Objetivo 1. No texto sobre a inflação de 2005, em quanto o IPCA fechou o ano?

Trecho do documento.
Título: CÂMBIO SEGURA A INFLAÇÃO
Autor: Luciana Rodrigues
Fonte: O Globo, 13/01/2006, Economia, p. 23

IPCA foi de 5,69% em 2005, o menor desde 98, à custa de juro alto e baixo crescimento

O dólar baixo e os juros reais mais altos do mundo não foram suficientes para segurar a inflação no centro da meta fixada pelo governo para o ano passado. Em dezembro, o Índice de Preços ao Consumidor Amplo (IPCA) subiu 0,36% e, com isso, fechou 2005 em 5,69%, informou ontem o IBGE. É uma taxa ligeiramente acima dos 5,1% da meta do governo. Mas bem inferior aos 7,60% do ano passado e a menor desde 1998.

A queda da inflação, segundo o IBGE, foi resultado direto da valorização da moeda brasileira frente ao dólar, que derrubou principalmente os preços dos alimentos. Vários itens, como arroz e óleo de soja, terminaram o ano mais baratos. Os analistas lembram também que o recuo do IPCA reflete a política de juros altos mantidos pelo Banco Central (BC) desde o fim de 2004, cujo efeito colateral foi um baixo crescimento econômico. Pelas previsões mais pessimistas, a expansão da economia pode não ter passado de 2% em 2005.

- Foi uma escolha do BC. Era preferível ter uma inflação maior, de 7,5% por exemplo, se o país crescesse 6% em 2005 - critica Jason Vieira, da GRC Visão, acrescentando que o Brasil perdeu uma oportunidade única. - Desde o início do século XX, o mundo nunca viveu um período de crescimento econômico tão vigoroso com inflação baixa.

Segundo estimativas do Fundo Monetário Internacional (FMI), a economia global cresceu 4,3% em 2005. Na média, os países emergentes tiveram expansão de 6,4%. Os analistas hoje estimam um crescimento de apenas 2,1% para a economia brasileira em 2005. Também não é para menos: o país tem a maior taxa real de juros (descontada a inflação) do mundo, com 13,1%. Mesmo assim, em seis dos sete anos do regime de metas de inflação, o BC só acertou no centro de seu objetivo uma vez, em 2000.

Os juros altos tornam os financiamentos mais caros e reprimem o consumo, derrubando a inflação. Em 2005, além de alguns alimentos, também bens de consumo duráveis (normalmente comprados com crédito) tiveram queda de preço. Foi o caso de televisores (-11,05%), microcomputador (-11,14%) e aparelho de som (-1,66%). Eulina Nunes, gerente do Sistema de Índices de Preços do IBGE, lembra que esses itens têm insumos importados e, por isso, caíram de preço junto com o dólar.

Registros fornecidos.
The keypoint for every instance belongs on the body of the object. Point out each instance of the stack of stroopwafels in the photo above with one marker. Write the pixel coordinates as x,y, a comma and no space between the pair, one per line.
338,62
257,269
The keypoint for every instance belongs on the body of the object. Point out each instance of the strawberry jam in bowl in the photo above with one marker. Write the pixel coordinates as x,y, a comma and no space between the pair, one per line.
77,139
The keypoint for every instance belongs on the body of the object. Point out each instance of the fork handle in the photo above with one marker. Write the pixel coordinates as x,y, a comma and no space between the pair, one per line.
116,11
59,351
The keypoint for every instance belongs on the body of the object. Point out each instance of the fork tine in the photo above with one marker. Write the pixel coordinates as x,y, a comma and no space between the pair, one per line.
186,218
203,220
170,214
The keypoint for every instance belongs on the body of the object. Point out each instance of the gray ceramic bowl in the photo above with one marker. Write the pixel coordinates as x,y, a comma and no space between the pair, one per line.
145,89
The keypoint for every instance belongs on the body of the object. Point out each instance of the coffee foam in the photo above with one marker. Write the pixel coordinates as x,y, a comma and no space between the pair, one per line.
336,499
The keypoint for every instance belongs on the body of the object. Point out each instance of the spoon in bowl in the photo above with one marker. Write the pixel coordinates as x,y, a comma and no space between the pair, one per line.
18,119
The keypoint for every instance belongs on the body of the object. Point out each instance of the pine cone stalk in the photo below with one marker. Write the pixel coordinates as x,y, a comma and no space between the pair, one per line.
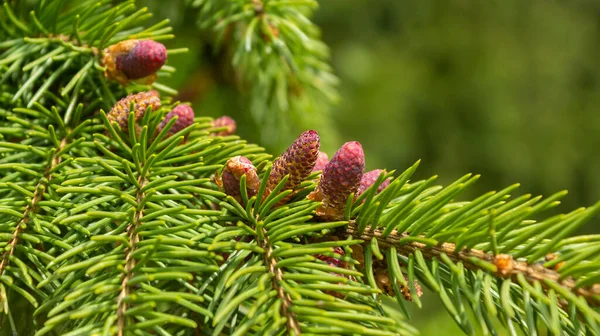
340,178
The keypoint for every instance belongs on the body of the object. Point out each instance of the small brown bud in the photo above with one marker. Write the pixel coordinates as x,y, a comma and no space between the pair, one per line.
322,161
504,263
233,171
369,178
297,161
340,178
141,101
185,118
552,256
134,59
224,121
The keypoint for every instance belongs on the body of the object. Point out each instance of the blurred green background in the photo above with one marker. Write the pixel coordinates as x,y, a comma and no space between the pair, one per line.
509,89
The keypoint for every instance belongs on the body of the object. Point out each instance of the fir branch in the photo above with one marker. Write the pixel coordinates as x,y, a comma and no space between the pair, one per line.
292,322
130,263
477,259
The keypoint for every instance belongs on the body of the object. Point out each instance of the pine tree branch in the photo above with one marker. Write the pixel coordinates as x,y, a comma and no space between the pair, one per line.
292,322
502,267
129,261
31,208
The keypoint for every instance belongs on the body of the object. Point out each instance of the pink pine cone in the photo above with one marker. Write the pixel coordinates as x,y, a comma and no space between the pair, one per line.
185,118
298,161
144,59
369,178
322,161
141,101
224,121
340,178
234,169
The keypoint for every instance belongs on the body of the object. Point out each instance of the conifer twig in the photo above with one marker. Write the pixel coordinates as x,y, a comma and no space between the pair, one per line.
292,322
129,261
37,196
532,272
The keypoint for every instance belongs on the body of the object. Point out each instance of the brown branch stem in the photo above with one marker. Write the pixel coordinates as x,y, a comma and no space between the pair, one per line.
532,272
31,208
292,322
129,261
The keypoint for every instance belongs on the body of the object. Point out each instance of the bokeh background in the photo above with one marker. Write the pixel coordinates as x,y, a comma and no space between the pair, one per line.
509,89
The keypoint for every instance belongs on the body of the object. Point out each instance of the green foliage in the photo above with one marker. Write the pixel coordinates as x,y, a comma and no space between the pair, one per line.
108,232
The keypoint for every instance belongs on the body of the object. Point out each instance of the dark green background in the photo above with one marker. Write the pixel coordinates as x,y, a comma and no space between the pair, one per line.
509,89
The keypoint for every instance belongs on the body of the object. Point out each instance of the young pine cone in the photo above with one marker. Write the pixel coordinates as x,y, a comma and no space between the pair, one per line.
369,178
134,59
185,118
224,121
297,161
340,178
141,101
322,161
234,169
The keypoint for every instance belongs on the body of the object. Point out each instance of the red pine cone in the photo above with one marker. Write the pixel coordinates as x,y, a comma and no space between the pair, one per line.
185,118
141,101
322,161
134,59
234,169
369,178
298,161
224,121
340,178
331,261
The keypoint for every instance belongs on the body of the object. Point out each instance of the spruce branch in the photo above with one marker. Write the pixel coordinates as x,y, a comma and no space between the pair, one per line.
130,262
292,323
278,60
477,259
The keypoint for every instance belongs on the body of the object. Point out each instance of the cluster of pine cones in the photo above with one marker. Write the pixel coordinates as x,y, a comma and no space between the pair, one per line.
341,176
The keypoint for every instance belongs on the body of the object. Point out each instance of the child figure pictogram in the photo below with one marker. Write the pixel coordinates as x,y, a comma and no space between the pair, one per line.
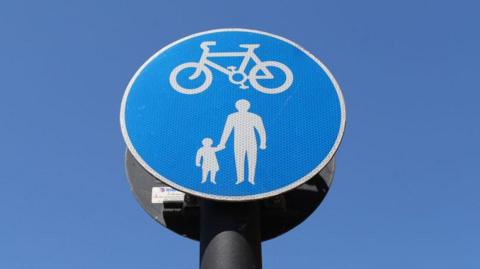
207,159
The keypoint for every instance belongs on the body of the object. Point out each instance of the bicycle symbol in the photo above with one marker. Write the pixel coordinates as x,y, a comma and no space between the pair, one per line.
236,75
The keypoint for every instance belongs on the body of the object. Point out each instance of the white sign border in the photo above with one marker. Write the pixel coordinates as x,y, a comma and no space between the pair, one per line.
293,185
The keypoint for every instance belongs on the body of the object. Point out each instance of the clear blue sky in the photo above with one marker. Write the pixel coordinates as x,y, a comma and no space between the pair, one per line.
406,188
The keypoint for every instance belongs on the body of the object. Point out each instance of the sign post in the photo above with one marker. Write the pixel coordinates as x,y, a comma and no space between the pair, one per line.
232,116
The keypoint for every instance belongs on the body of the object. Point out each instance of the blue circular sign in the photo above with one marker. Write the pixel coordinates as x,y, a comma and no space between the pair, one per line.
233,114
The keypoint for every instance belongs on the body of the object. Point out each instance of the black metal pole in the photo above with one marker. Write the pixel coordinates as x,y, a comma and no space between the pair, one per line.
230,235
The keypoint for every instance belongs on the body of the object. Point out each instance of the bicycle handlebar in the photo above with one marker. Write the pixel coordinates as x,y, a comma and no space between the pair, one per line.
205,44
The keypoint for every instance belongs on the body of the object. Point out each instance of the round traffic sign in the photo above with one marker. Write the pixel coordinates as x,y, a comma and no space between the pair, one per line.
233,114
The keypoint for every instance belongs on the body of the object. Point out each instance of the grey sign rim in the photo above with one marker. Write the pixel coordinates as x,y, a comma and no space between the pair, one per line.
293,185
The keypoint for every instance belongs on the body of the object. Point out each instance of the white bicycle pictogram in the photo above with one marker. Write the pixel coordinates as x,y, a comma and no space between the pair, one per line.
236,75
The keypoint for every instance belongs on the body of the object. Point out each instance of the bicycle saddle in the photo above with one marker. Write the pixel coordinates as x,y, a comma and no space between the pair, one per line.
253,46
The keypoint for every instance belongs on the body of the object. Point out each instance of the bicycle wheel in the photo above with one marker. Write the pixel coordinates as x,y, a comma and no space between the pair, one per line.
176,86
286,84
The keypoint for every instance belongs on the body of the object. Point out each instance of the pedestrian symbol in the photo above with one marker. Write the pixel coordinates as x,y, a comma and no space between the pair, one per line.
233,114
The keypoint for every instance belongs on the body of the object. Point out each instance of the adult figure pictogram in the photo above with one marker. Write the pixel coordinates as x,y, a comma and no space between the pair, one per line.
244,124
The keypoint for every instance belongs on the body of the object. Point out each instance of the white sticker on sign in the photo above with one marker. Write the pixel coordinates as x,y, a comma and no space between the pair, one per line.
166,194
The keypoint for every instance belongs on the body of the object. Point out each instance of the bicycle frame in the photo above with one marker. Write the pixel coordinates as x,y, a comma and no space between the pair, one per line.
247,55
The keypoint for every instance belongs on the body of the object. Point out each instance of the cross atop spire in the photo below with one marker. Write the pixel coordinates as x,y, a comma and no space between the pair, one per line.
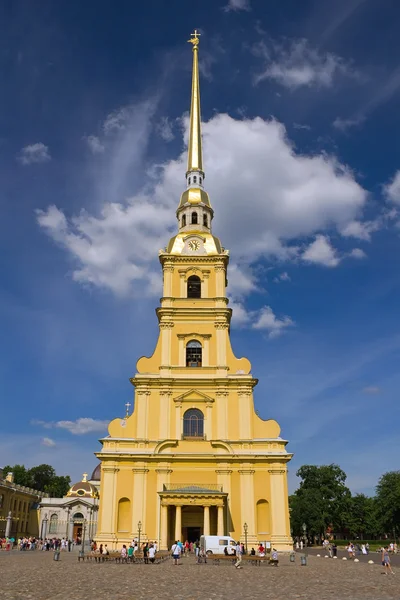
194,38
195,154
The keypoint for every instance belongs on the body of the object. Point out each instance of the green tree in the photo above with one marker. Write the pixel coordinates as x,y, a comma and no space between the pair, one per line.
22,475
59,486
388,500
42,476
363,516
321,501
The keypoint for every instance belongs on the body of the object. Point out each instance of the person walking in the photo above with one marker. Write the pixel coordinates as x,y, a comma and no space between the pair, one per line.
238,556
386,561
176,551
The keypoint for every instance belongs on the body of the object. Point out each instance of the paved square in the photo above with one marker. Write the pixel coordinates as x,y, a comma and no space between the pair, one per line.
26,575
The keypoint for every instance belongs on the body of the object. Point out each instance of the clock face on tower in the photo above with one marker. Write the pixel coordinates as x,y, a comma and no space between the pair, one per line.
193,245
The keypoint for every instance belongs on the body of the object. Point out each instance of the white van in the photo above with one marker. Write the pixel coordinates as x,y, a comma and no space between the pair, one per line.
216,544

Objetivo 2. Reescreva os registros da linha que contém "of the clock" até o fim dos registros, trocando "white van" por "delivery truck" e mantendo todo o resto igual.

Resultado do exercício 1. O IPCA fechou 2005 em 5,69%.

Resultado do exercício 2.
The keypoint for every instance belongs on the body of the object. Point out each instance of the clock face on tower in the photo above with one marker. Write the pixel coordinates as x,y, a comma and no space between the pair, one per line.
193,245
The keypoint for every instance belongs on the body of the object. Point out each instance of the delivery truck in the photo above with one marker. Write the pixel coordinates as x,y, a comma and no space between the pair, one per line.
216,544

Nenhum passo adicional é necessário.